[Stated goal 1]
From the insurance clause, list every kind of loss or charge that the products liability insurance must cover.
[Stated goal 2]
Repeat the stretch of the insurance clause from "7.3.2 The Company" through "less than $1,000,000.".

[Reading passage]
• • • • • • •

7.3.2 The Company shall, at its own expense, obtain and maintain
throughout the Term in full force and effect with an insurance carrier
reasonably acceptable to Xxxxxxx and Xxxxx, (i) products liability insurance
with a limit of liability of not less than $1,000,000 insuring against, without
limitation, all damages, profits, interest, attorneys' fees, costs and expenses
arising out of any suit or legal proceeding, claim or demand resulting from a
defect or alleged defect in any item of Xxxxx Products or out of the use or
condition of an item of Xxxxx Products, and (ii) general liability insurance for
each Xxxxx New York Store location in an amount of not less than $1,000,000.

• • • • • • •

[Provided material]
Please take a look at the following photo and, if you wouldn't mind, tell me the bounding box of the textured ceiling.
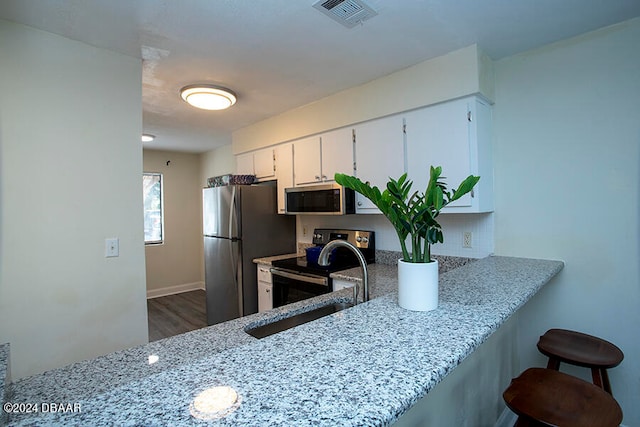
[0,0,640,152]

• • • • • • •

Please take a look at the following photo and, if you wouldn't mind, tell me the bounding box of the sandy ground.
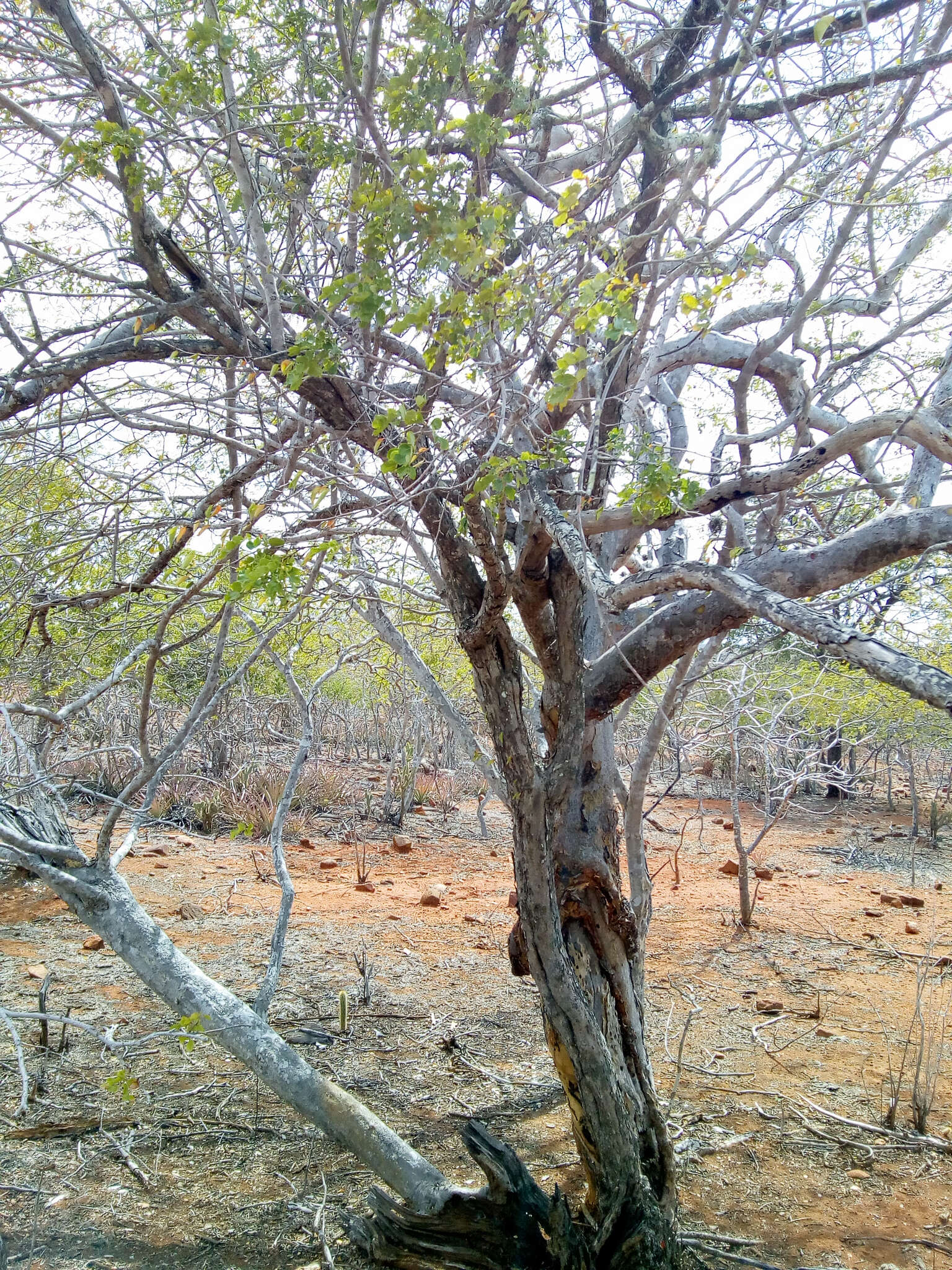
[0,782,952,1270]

• • • • • • •

[Task solution 1]
- damages
- profits
- interest
- attorneys' fees
- costs
- expenses

[Task solution 2]
7.3.2 The Company shall, at its own expense, obtain and maintain
throughout the Term in full force and effect with an insurance carrier
reasonably acceptable to Xxxxxxx and Xxxxx, (i) products liability insurance
with a limit of liability of not less than $1,000,000 insuring against, without
limitation, all damages, profits, interest, attorneys' fees, costs and expenses
arising out of any suit or legal proceeding, claim or demand resulting from a
defect or alleged defect in any item of Xxxxx Products or out of the use or
condition of an item of Xxxxx Products, and (ii) general liability insurance for
each Xxxxx New York Store location in an amount of not less than $1,000,000.